======== Texte ========

| Le souci de la minceur semble n’épargner personne. Et il fait 
	endurer à notre corps une véritable éthique de la restriction.
 
 Nul n’y échappe. Des couvertures de magazines féminins aux affiches 
	publicitaires en passant par les recommandations diététiques diffusées à la 
	télévision, l’incitation au régime et à la restriction alimentaire contribue 
	chaque jour davantage à asseoir le culte de la minceur comme l’idéal 
	esthétique de la société contemporaine.
 
 La beauté se confond désormais avec l’image d’un corps svelte, longiligne, 
	dépourvu d’adiposité, dissociant de plus en plus norme sociale et norme 
	médicale. En effet, les représentations sociales du corps, principalement 
	féminin, se sont désolidarisées des critères médicaux à tel point 
	qu’il est courant aujourd’hui de ne se référer qu’à l’échelle sociale, 
	tout en étant conscient qu’elles ne correspondent pas.
 
 En témoigne une étude menée auprès de 140 étudiantes de Sciences Po 
	âgées de 18 à 25 ans, consistant à soumettre à ces jeunes filles la photo 
	d’un mannequin anorexique, qui montrait que plus de 39 % d’entre elles ne la 
	trouvaient pas maigre, 18 % avouant même le souhait de lui 
	ressembler. L’échelle de mesure médicale, appelée indice de masse corporelle 
	(IMC), n’a dès lors plus aucune influence sur la représentation de leur 
	propre corps. Cette dernière semble même souffrir d’un décalage qualitatif 
	qui fait passer la maigreur au sens médical pour de la minceur, la minceur 
	médicale pour la normalité pour enfin arriver, le serpent se mordant la 
	queue, à la constatation paradoxale que l’intervalle « normal » dans 
	l’échelle IMC signifie socialement que le corps est déjà trop gros.

========

Consignes ::
- A) Dans le texte sur le culte de la minceur, quelle part des étudiantes de Sciences Po interrogées ne trouvaient pas maigre le mannequin anorexique ?
- B) Prolongez le texte sur le culte de la minceur au-delà de sa dernière phrase.
Les items n'ont aucun lien avec le texte sur le culte de la minceur.

======== Données fournies ========

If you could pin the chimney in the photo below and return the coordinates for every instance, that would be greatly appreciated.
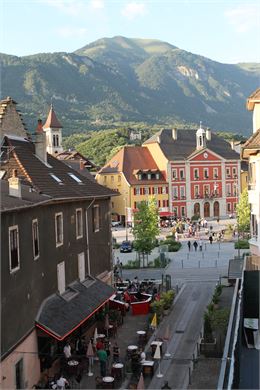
(174, 134)
(81, 164)
(15, 188)
(40, 142)
(208, 134)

========

Réponses aux activités ::
- A) Plus de 39 % d'entre elles.

- B)
 La dys-morpho-pondero-phobie
 Bien qu’il demeure toujours une tension réelle entre les idéaux d’une 
	société et les comportements individuels qui leur résistent, l’obsession de 
	la minceur conditionne la majorité des comportements alimentaires jalonnés 
	par les régimes à répétition, par une pratique de l’exercice physique et le 
	contrôle du nombre de calories ingurgitées. Cependant, littéralement 
	« idéal », la minceur n’est le plus souvent qu’un fantasme porté par des 
	individus qui, bien qu’enviant les corps minces des publicités, n’iraient 
	pas jusqu’à modifier radicalement leurs habitudes alimentaires par un 
	régime trop contraignant. Le rêve d’un corps mince atteint de plus en 
	plus de monde, mais son influence n’est heureusement pas assez forte pour 
	contrôler jusqu’à la moindre envie.
 
 Alors que l’obésité, pendant inverse d’un rapport névrosé à 
	l’alimentation, touche aujourd’hui 20 % de la population mondiale (source : 
	« World Disasters Report 2011 - Focus on hunger and malnutrition »), le 
	phénomène du culte de la minceur, aussi appelé 
	« dys-morpho-pondéro-phobie », fait de l’injonction à la minceur un 
	véritable management du corps. Rien ne doit dépasser ou déborder. Le corps, 
	bien dressé, doit savoir se tenir tout seul avec le strict minimum. 
	Néanmoins, il est utile de constater que c’est précisément dans une société 
	d’abondance que le modèle esthétique prôné est celui du manque et de 
	la privation. C’est à la base de ce paradoxe qu’il faut tenter de comprendre 
	l’origine historique de ce phénomène.
 
 La minceur comme distinction sociale
 Des sociologues tels que Pierre Bourdieu et Luc Boltanski se sont 
	attachés à lier les raisons du culte moderne de la minceur à l’abondance 
	alimentaire qui caractérise notre époque. En effet, si à partir de la 
	Renaissance, le gras était positivement connoté, incarnant la richesse et la 
	santé, c’est qu’il correspondait à une période de manque que menaçait la 
	famine. Être gros, c’est-à-dire contenir en soi un stock nécessaire à sa 
	survie, était alors le signe d’un privilège social.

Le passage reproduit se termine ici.